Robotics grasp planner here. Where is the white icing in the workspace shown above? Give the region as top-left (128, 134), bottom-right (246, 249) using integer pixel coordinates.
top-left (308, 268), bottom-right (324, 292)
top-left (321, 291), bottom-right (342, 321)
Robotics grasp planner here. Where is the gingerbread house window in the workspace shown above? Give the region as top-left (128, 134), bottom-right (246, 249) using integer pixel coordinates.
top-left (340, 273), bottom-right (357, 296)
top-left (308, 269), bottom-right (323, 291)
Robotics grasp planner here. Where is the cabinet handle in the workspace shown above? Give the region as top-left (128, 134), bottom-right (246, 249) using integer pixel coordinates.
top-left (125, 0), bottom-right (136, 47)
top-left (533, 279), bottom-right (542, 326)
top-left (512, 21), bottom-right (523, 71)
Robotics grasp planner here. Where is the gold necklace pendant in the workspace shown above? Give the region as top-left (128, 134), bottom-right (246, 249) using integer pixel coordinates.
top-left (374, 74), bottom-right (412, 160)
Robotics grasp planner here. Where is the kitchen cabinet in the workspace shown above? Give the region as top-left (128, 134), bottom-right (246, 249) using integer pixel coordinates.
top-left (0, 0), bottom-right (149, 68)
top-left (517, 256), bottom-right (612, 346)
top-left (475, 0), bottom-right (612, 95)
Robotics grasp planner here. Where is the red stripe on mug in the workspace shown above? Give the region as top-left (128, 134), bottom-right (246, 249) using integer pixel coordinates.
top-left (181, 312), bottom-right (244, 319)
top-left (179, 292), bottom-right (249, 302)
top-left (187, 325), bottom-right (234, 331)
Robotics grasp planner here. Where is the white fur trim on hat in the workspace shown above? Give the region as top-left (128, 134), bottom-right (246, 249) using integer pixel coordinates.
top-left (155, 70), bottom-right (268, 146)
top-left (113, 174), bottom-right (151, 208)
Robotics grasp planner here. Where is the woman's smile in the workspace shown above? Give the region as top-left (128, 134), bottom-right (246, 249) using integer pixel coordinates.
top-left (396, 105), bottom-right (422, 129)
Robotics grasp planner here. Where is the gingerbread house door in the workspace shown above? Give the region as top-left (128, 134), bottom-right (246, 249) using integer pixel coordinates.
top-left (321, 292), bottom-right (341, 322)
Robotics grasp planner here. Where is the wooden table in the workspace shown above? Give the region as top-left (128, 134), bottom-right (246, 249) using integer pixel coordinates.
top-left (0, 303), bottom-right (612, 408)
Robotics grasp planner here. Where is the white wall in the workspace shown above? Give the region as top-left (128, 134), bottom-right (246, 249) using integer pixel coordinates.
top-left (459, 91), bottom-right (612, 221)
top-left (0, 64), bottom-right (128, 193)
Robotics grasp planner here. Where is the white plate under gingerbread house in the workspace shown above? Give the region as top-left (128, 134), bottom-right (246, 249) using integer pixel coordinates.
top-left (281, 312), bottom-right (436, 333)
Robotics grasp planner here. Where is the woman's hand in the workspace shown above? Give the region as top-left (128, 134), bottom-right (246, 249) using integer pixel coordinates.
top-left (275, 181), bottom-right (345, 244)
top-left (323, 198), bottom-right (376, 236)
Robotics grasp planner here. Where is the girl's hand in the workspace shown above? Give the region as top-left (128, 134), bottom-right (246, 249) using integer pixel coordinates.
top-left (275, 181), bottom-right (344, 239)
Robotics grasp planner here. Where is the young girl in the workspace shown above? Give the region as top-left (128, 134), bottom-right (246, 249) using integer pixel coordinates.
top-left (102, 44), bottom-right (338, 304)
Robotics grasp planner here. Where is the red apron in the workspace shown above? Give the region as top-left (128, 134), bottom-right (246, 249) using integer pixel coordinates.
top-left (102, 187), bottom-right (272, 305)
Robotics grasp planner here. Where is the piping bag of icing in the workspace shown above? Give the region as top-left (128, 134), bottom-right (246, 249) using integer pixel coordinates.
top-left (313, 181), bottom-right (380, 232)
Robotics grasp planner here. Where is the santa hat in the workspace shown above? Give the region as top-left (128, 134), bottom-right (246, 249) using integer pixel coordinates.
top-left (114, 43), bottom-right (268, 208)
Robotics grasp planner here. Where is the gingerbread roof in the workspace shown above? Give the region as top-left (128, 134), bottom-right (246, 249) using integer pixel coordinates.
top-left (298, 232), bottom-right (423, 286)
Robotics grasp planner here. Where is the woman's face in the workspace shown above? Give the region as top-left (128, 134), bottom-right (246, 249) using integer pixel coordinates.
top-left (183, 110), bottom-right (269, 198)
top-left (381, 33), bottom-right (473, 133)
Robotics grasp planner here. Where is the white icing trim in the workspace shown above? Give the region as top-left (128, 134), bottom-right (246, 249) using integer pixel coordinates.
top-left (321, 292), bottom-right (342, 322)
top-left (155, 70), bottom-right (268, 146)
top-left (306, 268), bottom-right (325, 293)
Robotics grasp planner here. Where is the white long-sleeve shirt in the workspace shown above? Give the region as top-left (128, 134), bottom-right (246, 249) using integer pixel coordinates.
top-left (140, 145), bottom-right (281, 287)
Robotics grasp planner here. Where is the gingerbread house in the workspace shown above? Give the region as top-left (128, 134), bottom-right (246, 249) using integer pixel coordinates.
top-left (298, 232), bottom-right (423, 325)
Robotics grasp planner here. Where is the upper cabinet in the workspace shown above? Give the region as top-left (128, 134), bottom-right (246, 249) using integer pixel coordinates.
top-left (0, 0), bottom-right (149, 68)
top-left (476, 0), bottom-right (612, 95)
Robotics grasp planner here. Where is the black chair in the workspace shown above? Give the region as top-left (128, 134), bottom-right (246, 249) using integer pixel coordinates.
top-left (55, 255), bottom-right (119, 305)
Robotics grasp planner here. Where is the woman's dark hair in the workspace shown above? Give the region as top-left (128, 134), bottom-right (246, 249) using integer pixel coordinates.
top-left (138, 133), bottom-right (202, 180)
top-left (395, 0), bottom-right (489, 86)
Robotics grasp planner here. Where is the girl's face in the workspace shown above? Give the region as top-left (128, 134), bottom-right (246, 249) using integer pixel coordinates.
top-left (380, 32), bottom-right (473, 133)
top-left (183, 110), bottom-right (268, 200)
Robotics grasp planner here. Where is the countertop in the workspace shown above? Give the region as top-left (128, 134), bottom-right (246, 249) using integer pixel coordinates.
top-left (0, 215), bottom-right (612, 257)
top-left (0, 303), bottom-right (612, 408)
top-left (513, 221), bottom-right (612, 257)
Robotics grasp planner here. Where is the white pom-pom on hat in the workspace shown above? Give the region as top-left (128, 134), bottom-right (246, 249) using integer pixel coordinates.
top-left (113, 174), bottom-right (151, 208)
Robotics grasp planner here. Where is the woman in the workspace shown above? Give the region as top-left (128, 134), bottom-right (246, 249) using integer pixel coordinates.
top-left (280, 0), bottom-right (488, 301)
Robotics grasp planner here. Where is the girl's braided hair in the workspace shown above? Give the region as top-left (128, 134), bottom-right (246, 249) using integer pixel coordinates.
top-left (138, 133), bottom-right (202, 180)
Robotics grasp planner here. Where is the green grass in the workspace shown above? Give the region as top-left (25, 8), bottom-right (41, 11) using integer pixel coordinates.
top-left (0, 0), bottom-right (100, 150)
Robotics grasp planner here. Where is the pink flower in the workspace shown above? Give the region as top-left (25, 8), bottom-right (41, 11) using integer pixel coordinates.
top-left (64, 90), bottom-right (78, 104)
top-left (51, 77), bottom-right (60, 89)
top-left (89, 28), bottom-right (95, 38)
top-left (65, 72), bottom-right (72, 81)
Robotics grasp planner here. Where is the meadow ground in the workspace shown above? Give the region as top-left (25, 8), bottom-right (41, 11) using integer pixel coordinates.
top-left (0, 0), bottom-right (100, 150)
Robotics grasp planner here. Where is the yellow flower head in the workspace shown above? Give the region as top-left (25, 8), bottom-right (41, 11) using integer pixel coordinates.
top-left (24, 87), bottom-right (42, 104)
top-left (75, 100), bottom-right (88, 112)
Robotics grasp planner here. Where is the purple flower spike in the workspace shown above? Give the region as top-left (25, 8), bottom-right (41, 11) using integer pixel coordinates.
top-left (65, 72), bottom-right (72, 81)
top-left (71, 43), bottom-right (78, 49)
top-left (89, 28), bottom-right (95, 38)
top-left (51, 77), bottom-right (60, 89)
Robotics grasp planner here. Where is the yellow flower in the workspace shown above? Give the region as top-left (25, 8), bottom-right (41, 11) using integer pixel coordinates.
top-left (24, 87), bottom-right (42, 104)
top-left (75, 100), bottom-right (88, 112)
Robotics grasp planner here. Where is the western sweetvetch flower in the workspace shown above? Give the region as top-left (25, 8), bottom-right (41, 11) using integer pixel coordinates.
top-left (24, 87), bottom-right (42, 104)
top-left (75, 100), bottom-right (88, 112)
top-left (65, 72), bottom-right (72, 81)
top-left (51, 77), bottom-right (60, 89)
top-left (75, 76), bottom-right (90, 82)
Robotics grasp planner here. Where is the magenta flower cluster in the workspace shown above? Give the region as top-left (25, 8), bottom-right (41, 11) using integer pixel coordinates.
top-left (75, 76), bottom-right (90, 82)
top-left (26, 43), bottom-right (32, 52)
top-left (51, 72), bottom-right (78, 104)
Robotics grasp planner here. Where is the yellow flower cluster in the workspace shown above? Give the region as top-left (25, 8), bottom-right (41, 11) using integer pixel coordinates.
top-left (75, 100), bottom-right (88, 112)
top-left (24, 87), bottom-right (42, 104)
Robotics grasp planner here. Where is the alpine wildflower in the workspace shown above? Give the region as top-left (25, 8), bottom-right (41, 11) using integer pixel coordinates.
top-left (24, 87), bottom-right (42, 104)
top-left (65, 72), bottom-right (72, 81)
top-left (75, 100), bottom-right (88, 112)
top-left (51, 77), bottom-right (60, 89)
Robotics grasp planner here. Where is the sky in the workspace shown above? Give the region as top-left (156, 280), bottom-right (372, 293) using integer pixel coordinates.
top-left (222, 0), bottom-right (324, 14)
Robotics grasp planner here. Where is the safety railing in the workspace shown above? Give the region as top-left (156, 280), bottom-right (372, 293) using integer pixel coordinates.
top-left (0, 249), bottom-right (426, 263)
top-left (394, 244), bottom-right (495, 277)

=====

TASK TO CARRY OUT: Return every line from the items above that contains the word "apron".

RESPONSE TO THE EXERCISE:
Robotics grasp planner here. Where is the red apron in the workspace shown above? Give the region as top-left (128, 134), bottom-right (246, 249) using integer pixel coordinates.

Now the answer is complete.